::: EXCERPTED DATA :::
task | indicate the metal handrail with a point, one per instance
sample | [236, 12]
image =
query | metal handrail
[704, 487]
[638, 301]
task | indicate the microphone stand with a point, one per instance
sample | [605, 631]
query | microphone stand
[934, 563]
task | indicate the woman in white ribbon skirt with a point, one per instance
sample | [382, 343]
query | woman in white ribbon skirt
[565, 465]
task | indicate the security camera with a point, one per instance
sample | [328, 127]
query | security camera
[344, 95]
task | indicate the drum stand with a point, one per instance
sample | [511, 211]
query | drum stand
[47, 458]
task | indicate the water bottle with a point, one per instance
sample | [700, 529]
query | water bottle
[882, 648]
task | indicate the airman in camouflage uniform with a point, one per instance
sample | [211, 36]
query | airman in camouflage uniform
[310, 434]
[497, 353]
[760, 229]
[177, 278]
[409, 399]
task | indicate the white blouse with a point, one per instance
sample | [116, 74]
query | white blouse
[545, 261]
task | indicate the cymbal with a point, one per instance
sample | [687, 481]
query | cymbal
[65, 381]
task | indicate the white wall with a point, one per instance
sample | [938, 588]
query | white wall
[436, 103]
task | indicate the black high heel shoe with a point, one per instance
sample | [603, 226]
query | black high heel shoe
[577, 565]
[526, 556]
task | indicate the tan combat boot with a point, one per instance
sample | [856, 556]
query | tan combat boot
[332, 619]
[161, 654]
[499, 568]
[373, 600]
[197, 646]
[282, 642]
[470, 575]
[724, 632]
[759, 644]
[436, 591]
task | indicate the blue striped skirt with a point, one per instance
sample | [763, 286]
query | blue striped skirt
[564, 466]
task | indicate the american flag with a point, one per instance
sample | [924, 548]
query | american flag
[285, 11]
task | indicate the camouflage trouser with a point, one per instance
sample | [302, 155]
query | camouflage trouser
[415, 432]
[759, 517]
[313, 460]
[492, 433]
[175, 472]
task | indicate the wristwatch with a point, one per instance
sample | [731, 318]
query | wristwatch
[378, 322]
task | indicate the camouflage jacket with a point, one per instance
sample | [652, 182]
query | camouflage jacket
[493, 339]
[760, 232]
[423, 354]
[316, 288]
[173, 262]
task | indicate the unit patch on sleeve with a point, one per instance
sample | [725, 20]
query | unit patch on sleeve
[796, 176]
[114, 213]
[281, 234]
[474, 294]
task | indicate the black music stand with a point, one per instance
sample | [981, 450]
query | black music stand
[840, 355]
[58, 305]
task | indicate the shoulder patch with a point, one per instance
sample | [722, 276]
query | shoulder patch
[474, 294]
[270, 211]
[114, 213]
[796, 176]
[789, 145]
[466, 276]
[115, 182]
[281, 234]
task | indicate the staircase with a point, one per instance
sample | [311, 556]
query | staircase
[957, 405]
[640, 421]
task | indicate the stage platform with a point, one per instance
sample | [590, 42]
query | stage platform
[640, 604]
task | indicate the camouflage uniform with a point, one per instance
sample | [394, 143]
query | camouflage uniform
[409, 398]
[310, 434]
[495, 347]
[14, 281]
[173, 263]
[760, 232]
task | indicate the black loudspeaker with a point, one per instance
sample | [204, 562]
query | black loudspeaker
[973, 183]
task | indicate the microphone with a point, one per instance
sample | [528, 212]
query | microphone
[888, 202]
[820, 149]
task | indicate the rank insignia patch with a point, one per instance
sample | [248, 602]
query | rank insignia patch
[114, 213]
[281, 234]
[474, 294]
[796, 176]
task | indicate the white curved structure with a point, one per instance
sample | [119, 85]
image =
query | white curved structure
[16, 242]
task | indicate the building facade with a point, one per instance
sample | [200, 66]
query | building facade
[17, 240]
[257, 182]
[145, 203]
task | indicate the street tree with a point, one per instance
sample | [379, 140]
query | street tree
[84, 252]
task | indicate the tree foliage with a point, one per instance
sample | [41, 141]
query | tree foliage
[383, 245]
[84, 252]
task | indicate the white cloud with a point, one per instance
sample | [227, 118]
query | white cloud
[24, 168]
:::
### WHAT TO DO
Go through the material above and output exactly the lines from the one containing "sample | [603, 226]" through the one containing "task | indicate the shoulder".

### SOLVED EXERCISE
sample | [603, 226]
query | black high heel shoe
[577, 565]
[526, 556]
task | indicate the tan combat boot with a point, one per instance
sample | [856, 556]
query | tan combat boot
[332, 619]
[161, 654]
[499, 568]
[373, 600]
[197, 646]
[282, 642]
[470, 575]
[724, 632]
[759, 644]
[436, 591]
task | indicate the blue striped skirt with a point, one per instance
sample | [763, 286]
query | blue striped skirt
[564, 466]
task | indicate the american flag with a point, one per instance
sample | [924, 548]
query | american flag
[285, 11]
task | indicate the camouflage trouser with a point, one per instance
sample | [302, 155]
query | camouflage trouser
[415, 432]
[759, 517]
[313, 460]
[492, 433]
[175, 472]
task | indicate the wristwatch with a point, one per instance
sample | [731, 318]
query | wristwatch
[378, 322]
task | indicate the camouflage jacket with a point, one per instance
sample | [652, 182]
query | camouflage jacket
[493, 339]
[760, 232]
[423, 354]
[316, 288]
[173, 262]
task | indicate the unit patch on sleeve with a point, one per instance
sample | [725, 20]
query | unit patch on sleeve
[796, 176]
[114, 213]
[281, 234]
[474, 294]
task | indicate the black music stand with a point, one per instance
sample | [981, 450]
query | black music stand
[840, 355]
[58, 305]
task | indicate the shoulder patch with a point, one per instance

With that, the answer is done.